* _What you need to do_: Without omitting anything, retype the data that follows.

* _Input records_:
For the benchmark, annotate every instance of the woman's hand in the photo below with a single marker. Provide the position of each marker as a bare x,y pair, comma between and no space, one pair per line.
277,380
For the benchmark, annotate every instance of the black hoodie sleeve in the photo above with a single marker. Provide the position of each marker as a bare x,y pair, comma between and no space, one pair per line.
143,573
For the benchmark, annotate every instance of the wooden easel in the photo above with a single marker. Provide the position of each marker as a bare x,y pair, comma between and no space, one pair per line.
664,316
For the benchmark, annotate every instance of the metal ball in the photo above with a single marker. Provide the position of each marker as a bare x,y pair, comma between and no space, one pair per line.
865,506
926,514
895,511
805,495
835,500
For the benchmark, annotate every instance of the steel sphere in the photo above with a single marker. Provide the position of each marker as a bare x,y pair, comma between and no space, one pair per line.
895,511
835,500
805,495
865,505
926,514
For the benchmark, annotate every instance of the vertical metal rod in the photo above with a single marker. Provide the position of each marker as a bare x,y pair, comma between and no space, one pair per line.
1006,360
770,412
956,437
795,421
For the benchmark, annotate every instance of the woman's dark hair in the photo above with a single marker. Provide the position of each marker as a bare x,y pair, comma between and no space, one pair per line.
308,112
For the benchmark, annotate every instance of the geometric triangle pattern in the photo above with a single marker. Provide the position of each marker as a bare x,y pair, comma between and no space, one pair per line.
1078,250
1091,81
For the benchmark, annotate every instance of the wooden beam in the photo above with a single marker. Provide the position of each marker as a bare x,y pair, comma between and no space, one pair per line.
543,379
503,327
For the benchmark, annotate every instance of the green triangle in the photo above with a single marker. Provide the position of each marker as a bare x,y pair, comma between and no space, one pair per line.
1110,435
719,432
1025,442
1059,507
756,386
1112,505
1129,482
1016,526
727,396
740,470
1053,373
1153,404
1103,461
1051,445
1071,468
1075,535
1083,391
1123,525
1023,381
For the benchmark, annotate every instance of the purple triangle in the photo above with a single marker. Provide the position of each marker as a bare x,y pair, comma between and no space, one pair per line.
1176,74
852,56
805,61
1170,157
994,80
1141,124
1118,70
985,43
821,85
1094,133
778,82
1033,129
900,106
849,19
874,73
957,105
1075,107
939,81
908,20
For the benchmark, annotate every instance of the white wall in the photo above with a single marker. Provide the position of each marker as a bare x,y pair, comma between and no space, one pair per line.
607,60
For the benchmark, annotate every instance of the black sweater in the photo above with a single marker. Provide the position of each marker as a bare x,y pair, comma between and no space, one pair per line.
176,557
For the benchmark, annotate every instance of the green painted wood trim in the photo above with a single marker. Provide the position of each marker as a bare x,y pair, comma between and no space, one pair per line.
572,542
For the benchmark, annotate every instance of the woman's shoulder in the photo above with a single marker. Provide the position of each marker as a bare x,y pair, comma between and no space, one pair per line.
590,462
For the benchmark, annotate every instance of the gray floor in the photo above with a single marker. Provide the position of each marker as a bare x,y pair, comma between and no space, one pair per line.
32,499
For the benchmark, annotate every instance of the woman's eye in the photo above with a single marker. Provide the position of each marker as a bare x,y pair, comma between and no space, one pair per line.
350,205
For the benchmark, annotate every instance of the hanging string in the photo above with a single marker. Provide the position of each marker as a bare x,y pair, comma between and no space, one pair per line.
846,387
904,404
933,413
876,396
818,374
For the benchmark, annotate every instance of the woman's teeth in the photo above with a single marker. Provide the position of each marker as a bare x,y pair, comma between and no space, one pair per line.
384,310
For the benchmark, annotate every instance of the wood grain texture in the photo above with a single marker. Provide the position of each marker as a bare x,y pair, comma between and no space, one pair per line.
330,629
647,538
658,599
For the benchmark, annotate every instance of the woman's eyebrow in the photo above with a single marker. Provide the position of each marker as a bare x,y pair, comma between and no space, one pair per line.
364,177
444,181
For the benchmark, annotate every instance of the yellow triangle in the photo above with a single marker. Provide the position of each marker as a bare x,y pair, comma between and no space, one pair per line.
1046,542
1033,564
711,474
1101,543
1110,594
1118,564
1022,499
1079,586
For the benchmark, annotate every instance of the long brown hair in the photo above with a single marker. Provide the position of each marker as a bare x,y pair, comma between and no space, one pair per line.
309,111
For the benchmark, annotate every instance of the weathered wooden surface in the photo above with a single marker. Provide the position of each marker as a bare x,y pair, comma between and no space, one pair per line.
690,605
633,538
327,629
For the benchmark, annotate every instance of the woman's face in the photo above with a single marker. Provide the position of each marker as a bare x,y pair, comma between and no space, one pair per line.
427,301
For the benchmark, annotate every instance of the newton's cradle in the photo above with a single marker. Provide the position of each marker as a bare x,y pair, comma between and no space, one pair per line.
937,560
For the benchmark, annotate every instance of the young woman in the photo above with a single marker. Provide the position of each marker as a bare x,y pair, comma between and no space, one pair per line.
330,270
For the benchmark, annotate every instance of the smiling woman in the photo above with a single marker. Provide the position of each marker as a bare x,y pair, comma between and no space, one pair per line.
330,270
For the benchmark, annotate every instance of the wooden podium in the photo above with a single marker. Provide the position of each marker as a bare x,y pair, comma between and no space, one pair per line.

* _Correct response_:
For the benchmark, annotate every instance of the woman's hand in the photo below with a single marker. Provide the position of each marker as a bare x,y pair, comma between and no space, one pair per line.
277,380
For the benchmark, annotate every instance of the black hoodie sleeve in the photo above with a single marker. Provide the position of each marker as a bare x,y pair, comma between and no space, one pair per line.
143,573
For the benchmark, annotate every instance of the wooden easel in the photo above with a single marker. Provide the position of each marker as a bare x,y pair, comma between and no space, one pair per line.
664,316
For the benchmark, annotate every instance of the metal ball in the photo above with a single marker. Provide the position of each marker as a bare x,y pair, comma between and no space, one pair per line.
865,506
926,514
895,511
805,495
835,500
For the benchmark, annotate every instance of the steel sphere in the photo above with a single marker. Provide the position of each marker as a bare x,y pair, comma between and no space, one pair per line.
895,511
835,500
805,495
865,505
926,514
For the benchmark, annotate every instance of the vertical metal rod in the photo above with a single marker. Provide the position of each marker as a bare x,y pair, comma between and no space, one pair per line.
1006,360
770,412
956,437
795,421
For the benchmark, annotate every instance of the woman's dark hair in the photo above with a single marker. Provide the position of each marker as a bare x,y pair, comma between and no space, one pair per line.
308,112
For the benchmark, annotate every instance of the geometric triangle pattern in the photo above with a single marker. Provide the position of each marker as a bare x,y pair, comma between and no space, one pair per line.
1078,250
1091,81
For the benchmark, annotate every instance of the wooden beam in the photo above with a single marker. Provide the position of each marker as a bare x,y pair, comma between and no space, one pair per line.
543,379
503,327
For the benchmark, annotate every instance of the green triangle in the photo above with a single marker. Provide the position of each marker as a bare x,y pair, comma between and no space, one pair per line.
1110,435
719,432
1025,442
1059,507
756,386
1112,505
1129,482
1016,526
727,396
740,470
1053,373
1153,404
1103,461
1051,445
1071,468
1075,535
1083,391
1123,525
1023,381
For the benchmark, annotate every instance of the purple triangle in the photo above with a single marker. Provide the position of each marker as a bare x,y pair, comma between and no space, one pair per line.
1176,74
852,56
805,61
1170,157
994,80
1141,124
1118,70
985,43
821,85
1094,133
778,82
1033,129
900,106
849,19
874,73
957,105
1075,107
939,81
908,20
For the benchmark, annotate every instance of the white wall in the photo above with a single marker. Provide the position of each marker as a bare x,y pair, comma between and no space, one pair per line.
607,60
For the benchmark, annotate every instance of the black sweater in the photo above with a single marker. Provide the position of each marker as a bare x,y pair, comma between and no space, one pair per line.
176,557
For the benchmark, annotate every instance of the green painted wood trim in the photo above with a single marker. Provide the position of each marker as a bare x,y pair, comma between and no space, one pair per line.
572,542
For the benchmark, annotate every instance of the woman's shoulder in the photo above with a single marker. Provide the position of each marker as a bare x,y pair, comma between and no space, one pair per line.
590,462
For the benchmark, annotate every instance of the gray floor in the photo above with a single marker. Provide the position of each marker as a bare x,y pair, comma between and no space, one pair per line.
32,499
For the benchmark, annotate every instance of the woman's eye in the photo above with a single marker. Provide the position of each marker as a bare x,y pair, comma between and no space, one pair per line.
350,205
For the benchmark, annotate every instance of the hanging string in the photo above with a single marker. Provide the position of each marker as a bare x,y pair, comma between and no space, one pair per line.
846,387
904,404
933,413
876,396
818,374
For the benchmark, annotate every instance of the woman's teeth in the photo above with a single marker. Provide the position of each marker as a bare x,y pair, comma between and no space, one pair per line.
384,310
For the benchmark, annotate every instance of the wood grain texture in the photo above with a single marker. Provide the position of each marker as a bare x,y pair, comma between and no space, one pair per line.
330,629
647,538
658,599
For the benchmark, annotate every instance of the woman's eyebrow in the photo above with a single marker. Provide the position of each marker as a bare x,y pair, comma between and no space, one pair per line.
364,177
444,181
For the benchmark, annotate every instance of the yellow triangle in the photo above with a single marker. Provide the position of each marker as a bare x,y pair, comma between and no space, one pair per line.
1046,542
1033,564
711,474
1101,543
1110,594
1118,564
1022,499
1079,586
For the benchmark, annotate every instance of the long brown hair in the photo above with a single marker. Provide the position of each marker as a bare x,y pair, comma between and no space, one pair per line.
309,111
For the benchmark, annotate every instance of the weathered wooden surface in the photo above with a single marker. Provide the position of each marker as a bare x,y pair, comma between and no space, one pair per line.
690,605
633,538
327,629
For the benchmark, annotate every instance of the woman's face in the photo above with a single marker. Provide the position of each marker as a bare x,y pair, comma between and no space, one pair per line.
427,301
For the benchmark, annotate every instance of the newton's cradle in the photo above with a single marker. Provide the position of each marker as a bare x,y pair, comma between and no space, one pair per line.
937,560
For the benchmark, annotate every instance of the young woman in the photo above with a single marker. Provide the position of each marker as a bare x,y pair, comma between and no space, one pair per line.
330,270
For the benchmark, annotate every instance of the smiling woman in the photo above with a single marker. Provide the position of each marker as a bare x,y pair, comma between and no space, one pair per line.
330,270
For the benchmark, annotate every instance of the wooden podium in the photo above with a single marker. Provide the position of each marker as a bare x,y pair, comma between and no space, one pair per line.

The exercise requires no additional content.